• [Document section]
----------
Image result for canning jars


I have probably said something snide about “checklist” Mormonism a time or two.  But rules, checklists, and practicality have the same relationship to spirituality that flesh has to spirit.  The former provides form, content, and meaning to the latter.  The former is often the best route to the latter.  Eating is more important than studying nutritional principles.

I have read and written breathless little sermons on the spiritual value of gardening.  The glories of creation and all that.  I love them.

But the Mormon says, “Why should you garden?  For the cheap vegetables.” (NB: it takes a fair amount of mental independence these days to grow cheap vegetables. Much of the gardening advice out there will get you growing very expensive vegetables indeed.)

I just read a talk by President Kimball that represents the Mormon character in concentrated form.

It starts with a heartfelt recounting of the resurrection and a testimony of the Christ.  Step by step, it moves to a sentence or two of one of those little sermons on creation and ends up with yard care and growing food.
----------
• [Problem A]
Reproduce word for word the part of the essay on gardening and Mormon practicality that begins at the words "I have probably" and stops after the words "studying nutritional principles.".
• [Problem B]
Carry the essay on gardening and Mormon practicality further, picking up after its last sentence.

• [Entries shown]
----------
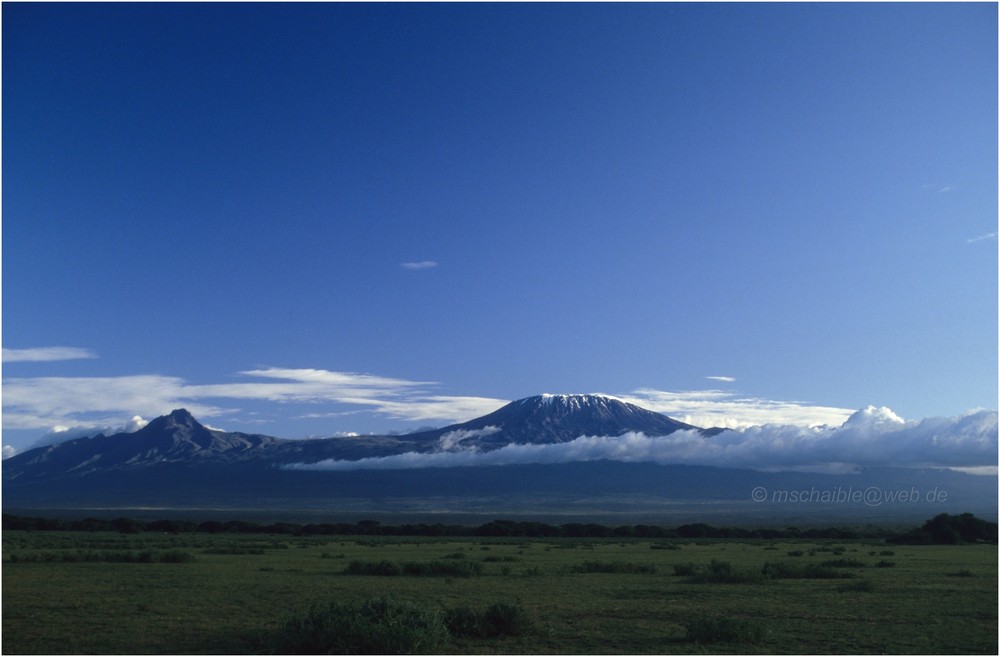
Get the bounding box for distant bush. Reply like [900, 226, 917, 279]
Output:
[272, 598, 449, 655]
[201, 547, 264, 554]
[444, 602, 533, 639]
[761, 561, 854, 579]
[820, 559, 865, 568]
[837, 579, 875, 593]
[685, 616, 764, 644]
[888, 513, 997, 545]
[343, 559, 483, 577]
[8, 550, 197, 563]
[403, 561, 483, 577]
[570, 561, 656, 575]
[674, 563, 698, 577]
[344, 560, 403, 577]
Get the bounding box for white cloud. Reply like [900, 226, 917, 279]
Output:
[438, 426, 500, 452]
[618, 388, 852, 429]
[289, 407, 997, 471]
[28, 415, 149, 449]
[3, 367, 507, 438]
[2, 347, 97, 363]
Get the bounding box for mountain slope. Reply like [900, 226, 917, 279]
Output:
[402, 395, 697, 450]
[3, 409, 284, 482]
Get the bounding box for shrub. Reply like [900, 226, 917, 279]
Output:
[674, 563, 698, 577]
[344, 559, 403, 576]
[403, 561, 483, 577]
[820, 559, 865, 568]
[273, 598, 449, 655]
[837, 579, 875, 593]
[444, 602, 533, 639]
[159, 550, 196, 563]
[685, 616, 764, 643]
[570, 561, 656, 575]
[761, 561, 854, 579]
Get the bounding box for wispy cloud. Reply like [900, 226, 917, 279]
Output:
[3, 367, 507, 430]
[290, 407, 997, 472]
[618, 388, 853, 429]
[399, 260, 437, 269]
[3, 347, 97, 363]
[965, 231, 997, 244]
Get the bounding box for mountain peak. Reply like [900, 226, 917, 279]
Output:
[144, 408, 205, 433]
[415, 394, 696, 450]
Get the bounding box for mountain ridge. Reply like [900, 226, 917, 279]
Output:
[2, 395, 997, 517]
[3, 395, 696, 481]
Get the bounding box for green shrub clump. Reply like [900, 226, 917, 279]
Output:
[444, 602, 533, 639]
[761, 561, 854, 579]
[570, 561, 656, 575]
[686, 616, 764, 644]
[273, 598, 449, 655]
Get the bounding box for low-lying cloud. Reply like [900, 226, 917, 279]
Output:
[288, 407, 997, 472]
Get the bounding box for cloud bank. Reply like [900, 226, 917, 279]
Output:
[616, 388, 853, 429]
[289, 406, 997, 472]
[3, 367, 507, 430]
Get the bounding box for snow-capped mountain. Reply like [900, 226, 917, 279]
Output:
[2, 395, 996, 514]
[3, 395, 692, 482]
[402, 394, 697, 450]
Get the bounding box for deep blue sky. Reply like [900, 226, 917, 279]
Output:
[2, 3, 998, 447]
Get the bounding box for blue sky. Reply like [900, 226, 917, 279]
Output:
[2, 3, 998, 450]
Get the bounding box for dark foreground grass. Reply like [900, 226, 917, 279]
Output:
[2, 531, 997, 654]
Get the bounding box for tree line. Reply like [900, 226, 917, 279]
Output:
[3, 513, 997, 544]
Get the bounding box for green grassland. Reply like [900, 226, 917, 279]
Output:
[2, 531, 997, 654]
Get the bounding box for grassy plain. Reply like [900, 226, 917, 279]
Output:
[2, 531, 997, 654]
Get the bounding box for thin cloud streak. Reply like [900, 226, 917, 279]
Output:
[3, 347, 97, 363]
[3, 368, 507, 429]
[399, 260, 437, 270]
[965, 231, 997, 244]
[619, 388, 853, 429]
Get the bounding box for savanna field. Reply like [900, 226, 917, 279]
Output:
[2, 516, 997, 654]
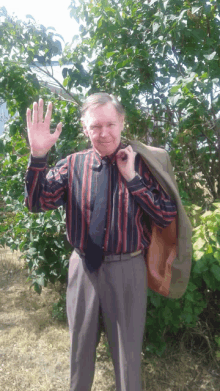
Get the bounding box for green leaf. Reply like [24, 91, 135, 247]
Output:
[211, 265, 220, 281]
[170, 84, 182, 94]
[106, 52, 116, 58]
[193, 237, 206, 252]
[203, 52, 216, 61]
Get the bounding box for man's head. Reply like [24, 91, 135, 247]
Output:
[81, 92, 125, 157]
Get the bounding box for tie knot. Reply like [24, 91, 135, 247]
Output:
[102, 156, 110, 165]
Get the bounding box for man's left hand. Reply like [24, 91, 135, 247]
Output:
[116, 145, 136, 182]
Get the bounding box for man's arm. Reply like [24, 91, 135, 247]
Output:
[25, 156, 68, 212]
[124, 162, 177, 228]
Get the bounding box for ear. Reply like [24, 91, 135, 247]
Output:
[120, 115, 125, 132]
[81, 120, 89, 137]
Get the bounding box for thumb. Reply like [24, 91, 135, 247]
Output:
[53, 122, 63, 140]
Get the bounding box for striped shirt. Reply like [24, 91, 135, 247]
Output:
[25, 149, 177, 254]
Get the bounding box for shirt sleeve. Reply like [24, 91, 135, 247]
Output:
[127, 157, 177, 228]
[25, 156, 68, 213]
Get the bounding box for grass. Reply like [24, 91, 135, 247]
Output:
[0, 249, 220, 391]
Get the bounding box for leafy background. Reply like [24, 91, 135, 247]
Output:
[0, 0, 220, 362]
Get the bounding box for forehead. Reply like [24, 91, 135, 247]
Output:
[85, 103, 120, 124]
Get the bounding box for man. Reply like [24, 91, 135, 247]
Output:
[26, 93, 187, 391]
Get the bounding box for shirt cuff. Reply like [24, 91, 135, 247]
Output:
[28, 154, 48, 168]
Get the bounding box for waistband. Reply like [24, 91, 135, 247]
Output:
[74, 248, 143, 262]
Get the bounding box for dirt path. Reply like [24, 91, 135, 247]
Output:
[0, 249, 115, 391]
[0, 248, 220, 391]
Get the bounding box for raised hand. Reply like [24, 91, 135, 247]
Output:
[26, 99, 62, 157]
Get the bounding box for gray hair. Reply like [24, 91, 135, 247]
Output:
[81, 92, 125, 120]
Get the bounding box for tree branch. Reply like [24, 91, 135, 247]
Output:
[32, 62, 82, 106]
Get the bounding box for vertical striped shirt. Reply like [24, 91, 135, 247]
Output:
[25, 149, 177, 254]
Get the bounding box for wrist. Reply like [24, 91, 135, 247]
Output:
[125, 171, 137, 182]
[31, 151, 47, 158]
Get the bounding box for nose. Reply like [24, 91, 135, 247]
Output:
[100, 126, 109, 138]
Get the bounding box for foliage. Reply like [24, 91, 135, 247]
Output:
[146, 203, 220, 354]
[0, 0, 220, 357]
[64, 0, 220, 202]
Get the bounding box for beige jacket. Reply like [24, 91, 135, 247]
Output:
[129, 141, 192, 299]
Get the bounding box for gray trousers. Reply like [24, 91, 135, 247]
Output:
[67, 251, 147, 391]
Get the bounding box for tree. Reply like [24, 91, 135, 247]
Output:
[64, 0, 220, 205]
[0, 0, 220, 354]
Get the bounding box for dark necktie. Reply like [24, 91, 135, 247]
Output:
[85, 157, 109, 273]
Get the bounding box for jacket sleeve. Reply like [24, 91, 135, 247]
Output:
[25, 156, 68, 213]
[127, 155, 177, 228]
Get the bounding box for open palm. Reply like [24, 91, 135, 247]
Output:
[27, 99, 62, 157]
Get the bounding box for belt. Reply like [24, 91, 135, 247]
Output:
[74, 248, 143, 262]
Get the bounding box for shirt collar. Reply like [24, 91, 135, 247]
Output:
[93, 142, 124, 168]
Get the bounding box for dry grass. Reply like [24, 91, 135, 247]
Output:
----------
• [Final answer A]
I have probably said something snide about “checklist” Mormonism a time or two.  But rules, checklists, and practicality have the same relationship to spirituality that flesh has to spirit.  The former provides form, content, and meaning to the latter.  The former is often the best route to the latter.  Eating is more important than studying nutritional principles.

• [Final answer B]
We are concerned when we see numerous front and side and back yards that have gone to weeds, where ditch banks are cluttered and trash and refuse accumulate. It grieves us when we see broken fences, falling barns, leaning and unpainted sheds, hanging gates, and unpainted property. And we ask our people again to take stock of their own dwellings and properties.

. . .

The following excerpt comes from a much-read magazine:

“Almost every backyard has what every person needs: a way to help cut inflation and ease the world food crisis in the process.

“It’s called ‘land.’ And there doesn’t have to be much of it to help a lot.

“It can be the play area that doesn’t get played on anymore, a sunny plot behind the garage, a 10-foot strip that runs across the back of the lot, or the adjoining lot that was bought to grow grass and play catch on.

“And all you need to make this space lower your food costs is to raise your own vegetables on it.

“It’s been calculated that a carefully managed garden just 15 x 20 feet in size can yield almost $300 worth of fresh food in six months. So the savings can be substantial.”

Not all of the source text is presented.